» **Selected excerpt**
------------------------------

Sunday, May 23, 2010

Gothic reincarnation of endless love and timeless devotion

The Gargoyle
Andrew Davidson

A sweeping gothic romance that spans 400 years, multiple reincarnations, and cultures from around the world. A story of one mans trials and triumphs to overcome severe physical injury and endure his personal hell in order to find peace with himself. An unbelievably touching depiction of true love and self sacrifice.

The unnamed narrator of The Gargoyle is a porn star and producer who places all of his self-worth in his looks and sexual skills. He is involved in a horrendous car accident that leaves his body severely burned beyond recognition and his chance at living is close to zero. Physically, he manages to survive but his mental health is far from healed; he no longer has the will to live and is a less-than willing patient. Then, Marianne Engel enters his life - a possibly mentally disturbed woman who carves gargoyles for a living and feels everything to the extreme, whether it be life or despair. Marianne continuously claims that she has loved him since the 1300's and tells him the story of their love. From Japan to Iceland to Italy to Germany, Marianne weaves stories of star-crossed lovers, enduring love, and destiny; with strong reflections of Dante's Inferno and the idea that each man's hell is unique and personal.

------------------------------

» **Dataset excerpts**

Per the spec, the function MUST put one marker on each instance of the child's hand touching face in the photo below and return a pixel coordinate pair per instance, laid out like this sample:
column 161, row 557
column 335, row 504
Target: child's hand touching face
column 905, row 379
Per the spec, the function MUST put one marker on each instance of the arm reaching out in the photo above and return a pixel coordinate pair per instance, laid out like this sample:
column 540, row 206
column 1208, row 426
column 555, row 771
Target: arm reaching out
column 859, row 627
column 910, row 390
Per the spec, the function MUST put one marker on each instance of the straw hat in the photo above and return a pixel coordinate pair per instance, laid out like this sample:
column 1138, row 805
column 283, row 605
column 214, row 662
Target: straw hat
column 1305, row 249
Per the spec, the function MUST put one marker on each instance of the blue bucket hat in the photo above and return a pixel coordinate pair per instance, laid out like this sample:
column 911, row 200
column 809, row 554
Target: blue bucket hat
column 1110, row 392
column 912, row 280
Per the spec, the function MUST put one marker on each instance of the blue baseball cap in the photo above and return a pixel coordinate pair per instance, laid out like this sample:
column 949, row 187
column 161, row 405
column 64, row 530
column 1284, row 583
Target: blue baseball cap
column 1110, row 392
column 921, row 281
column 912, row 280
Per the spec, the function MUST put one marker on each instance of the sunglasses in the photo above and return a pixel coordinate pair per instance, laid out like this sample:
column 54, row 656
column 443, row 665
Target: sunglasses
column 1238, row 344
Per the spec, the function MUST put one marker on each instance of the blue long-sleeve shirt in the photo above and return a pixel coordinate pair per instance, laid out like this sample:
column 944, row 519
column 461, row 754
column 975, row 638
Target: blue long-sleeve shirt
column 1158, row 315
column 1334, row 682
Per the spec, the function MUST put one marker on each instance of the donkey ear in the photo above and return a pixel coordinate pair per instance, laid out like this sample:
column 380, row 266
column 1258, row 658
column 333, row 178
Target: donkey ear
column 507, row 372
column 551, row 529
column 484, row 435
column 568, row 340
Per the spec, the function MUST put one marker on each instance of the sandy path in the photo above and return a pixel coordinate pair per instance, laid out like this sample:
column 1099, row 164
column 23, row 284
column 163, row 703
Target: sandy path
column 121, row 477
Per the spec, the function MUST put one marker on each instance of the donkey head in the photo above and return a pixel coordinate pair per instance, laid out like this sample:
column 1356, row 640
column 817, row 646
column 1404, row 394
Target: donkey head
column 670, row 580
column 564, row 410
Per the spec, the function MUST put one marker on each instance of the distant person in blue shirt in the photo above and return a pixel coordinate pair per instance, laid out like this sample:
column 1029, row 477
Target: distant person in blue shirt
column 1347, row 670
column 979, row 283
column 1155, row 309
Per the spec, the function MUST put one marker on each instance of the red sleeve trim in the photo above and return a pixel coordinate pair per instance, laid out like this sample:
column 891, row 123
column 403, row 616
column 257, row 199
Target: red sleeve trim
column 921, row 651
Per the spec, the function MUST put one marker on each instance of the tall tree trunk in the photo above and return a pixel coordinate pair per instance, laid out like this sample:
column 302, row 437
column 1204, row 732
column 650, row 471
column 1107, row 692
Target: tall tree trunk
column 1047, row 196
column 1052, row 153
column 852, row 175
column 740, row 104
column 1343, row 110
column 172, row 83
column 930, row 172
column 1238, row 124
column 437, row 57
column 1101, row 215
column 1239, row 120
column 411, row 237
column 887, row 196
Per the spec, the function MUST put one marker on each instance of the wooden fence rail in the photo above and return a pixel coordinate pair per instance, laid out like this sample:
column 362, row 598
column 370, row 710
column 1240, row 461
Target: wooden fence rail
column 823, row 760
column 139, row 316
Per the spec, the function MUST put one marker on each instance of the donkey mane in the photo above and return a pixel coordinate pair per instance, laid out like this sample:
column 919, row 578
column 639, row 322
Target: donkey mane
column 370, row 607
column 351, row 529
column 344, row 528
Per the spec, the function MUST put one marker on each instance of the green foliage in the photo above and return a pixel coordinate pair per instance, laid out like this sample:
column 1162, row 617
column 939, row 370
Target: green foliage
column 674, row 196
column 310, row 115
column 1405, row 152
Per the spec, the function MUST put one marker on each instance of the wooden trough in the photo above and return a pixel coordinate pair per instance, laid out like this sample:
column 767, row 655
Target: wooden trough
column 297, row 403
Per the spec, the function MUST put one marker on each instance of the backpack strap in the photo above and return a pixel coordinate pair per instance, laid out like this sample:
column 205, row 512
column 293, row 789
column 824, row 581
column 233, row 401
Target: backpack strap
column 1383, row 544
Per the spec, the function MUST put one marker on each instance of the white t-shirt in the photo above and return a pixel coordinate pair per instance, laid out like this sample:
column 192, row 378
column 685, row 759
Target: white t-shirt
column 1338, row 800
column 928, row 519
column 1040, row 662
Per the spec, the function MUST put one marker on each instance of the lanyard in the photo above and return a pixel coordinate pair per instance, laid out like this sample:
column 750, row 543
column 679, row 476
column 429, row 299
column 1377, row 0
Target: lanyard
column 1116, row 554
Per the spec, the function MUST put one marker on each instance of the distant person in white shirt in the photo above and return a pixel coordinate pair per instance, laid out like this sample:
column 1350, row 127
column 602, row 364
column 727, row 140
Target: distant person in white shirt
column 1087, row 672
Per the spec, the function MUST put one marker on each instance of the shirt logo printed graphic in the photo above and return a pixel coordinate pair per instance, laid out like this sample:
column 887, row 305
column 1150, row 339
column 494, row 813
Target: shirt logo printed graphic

------------------------------

» **How to complete this task**
Pick up the review of The Gargoyle where it stops and continue it. The entries are unrelated to the review of The Gargoyle and stand as separate material.

» **Task result**
This book was an amazing surprise - I have heard about it for years and read numerous glowing reviews but never fully understood what the book was about. I was feeling a little bored with the typical romance plot and wanted a change; something more complex, perhaps not happily ever after, and realistic challenges that love faces - I couldn't have asked for more! This book was incredibly moving, often-times disturbing, and ultimately hopeful in an unlikely way.

What made me hold back the final star was that I have never read Dante's Inferno. I know the general gist of the nine circles of hell but I have a sneaking suspicion that the narrator's journey was more of a modern re-telling than I realize and the true genius of this novel went over my head. Even despite this lack on my part as a reader, the story was still enthralling...and has made me want to pick up Dante!